● **Stored dataset items**:

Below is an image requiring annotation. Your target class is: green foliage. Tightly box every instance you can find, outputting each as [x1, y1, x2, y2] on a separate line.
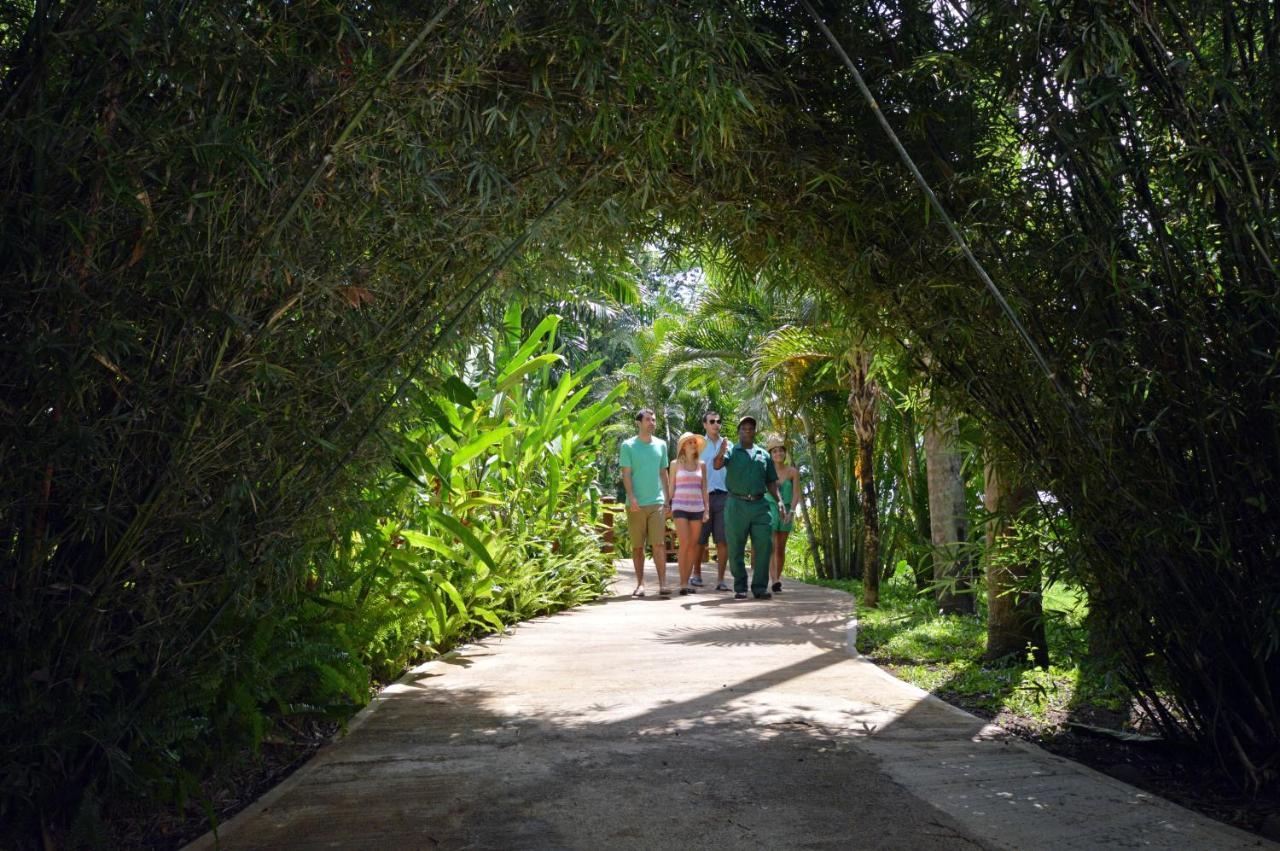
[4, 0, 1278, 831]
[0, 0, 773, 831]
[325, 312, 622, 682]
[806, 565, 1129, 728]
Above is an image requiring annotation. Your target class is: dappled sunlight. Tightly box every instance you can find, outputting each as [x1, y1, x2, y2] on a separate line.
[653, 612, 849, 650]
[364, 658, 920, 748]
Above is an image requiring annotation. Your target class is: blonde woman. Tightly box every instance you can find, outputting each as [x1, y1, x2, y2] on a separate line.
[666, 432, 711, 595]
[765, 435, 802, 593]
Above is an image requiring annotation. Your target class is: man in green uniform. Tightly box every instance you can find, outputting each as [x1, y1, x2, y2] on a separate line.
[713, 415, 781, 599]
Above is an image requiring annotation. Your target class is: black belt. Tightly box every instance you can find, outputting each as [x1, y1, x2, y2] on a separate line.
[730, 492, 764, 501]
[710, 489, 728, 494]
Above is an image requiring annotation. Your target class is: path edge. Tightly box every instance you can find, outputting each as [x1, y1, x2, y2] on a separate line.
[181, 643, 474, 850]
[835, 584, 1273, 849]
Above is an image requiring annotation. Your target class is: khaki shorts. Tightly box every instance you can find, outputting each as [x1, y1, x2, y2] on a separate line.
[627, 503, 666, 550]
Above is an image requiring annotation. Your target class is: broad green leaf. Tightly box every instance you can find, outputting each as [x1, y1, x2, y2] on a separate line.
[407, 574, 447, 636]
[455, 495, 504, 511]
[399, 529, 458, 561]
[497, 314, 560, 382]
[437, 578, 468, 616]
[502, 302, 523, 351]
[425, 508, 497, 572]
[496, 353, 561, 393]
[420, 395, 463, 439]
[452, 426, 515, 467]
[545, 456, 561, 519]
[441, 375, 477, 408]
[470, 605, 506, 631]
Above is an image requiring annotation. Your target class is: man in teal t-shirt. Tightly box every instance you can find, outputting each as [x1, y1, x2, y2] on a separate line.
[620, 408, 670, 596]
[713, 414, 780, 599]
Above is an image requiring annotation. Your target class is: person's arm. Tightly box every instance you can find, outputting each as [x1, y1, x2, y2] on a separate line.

● **Your goal**:
Make an exact copy of all entries above, dropping the images.

● **Exercise response**:
Below is an image requiring annotation. Your target class is: green foliage. Tightly box every instance you can find, outputting each as [x1, y1, x2, y2] on a separate line.
[4, 0, 1278, 831]
[0, 0, 773, 831]
[325, 312, 622, 682]
[806, 565, 1129, 728]
Above is an image requiring annotation. Your target class is: dappled sunlight. Tightly box every instance you can find, outputting each as [x1, y1, x2, y2] on a separate line.
[653, 612, 849, 650]
[364, 658, 920, 748]
Above is an image requiring annotation. Your target class is: blonde woman. Tightly box every instance you can find, outputting each as [x1, y1, x2, y2] on a separate line.
[666, 432, 711, 595]
[765, 435, 802, 593]
Above is an image requiring annotation. Your target class is: man in green uniform. Tightly box every instance you can find, outputting each as [x1, y1, x2, y2] on a separate line.
[713, 415, 781, 599]
Above is an image requiring annotation. Your target class is: black belt. Tightly box every instance you can find, outputting each as [x1, y1, x2, y2] on a separate line.
[730, 492, 764, 501]
[710, 489, 728, 494]
Above is an image requiring annotation. Your target class is: path edge. Tightly box every instance you can find, outputting each as [x1, y1, x2, y2] on a separate line.
[181, 643, 474, 850]
[835, 584, 1273, 849]
Above is an image requiring annotation. Your target class is: khaki shorts. Tightly box every instance you can find, outputting each as [x1, y1, x2, y2] on a separate line.
[627, 503, 666, 550]
Above is an image requiring annotation. Your target class is: broad green leaf. Tightly box every instance you can find, outputting each as [x1, y1, x2, y2] on a separate line.
[407, 574, 447, 636]
[455, 495, 504, 511]
[399, 529, 458, 561]
[497, 314, 560, 382]
[437, 578, 468, 616]
[502, 302, 523, 351]
[425, 508, 497, 572]
[496, 353, 561, 393]
[420, 395, 463, 439]
[452, 426, 515, 467]
[545, 456, 561, 519]
[441, 375, 477, 408]
[470, 605, 506, 631]
Above is an image requiring annotation. Your target class is: man in teal t-shirt. Tightly box every instance you can find, outputting each as [x1, y1, x2, y2] on a separate line.
[620, 408, 670, 596]
[713, 414, 780, 599]
Above is an image requiring annotation. Your target class is: person's arm. Tightly box every instance you can find, outputting each as [x1, y1, x2, y2] on a separate line.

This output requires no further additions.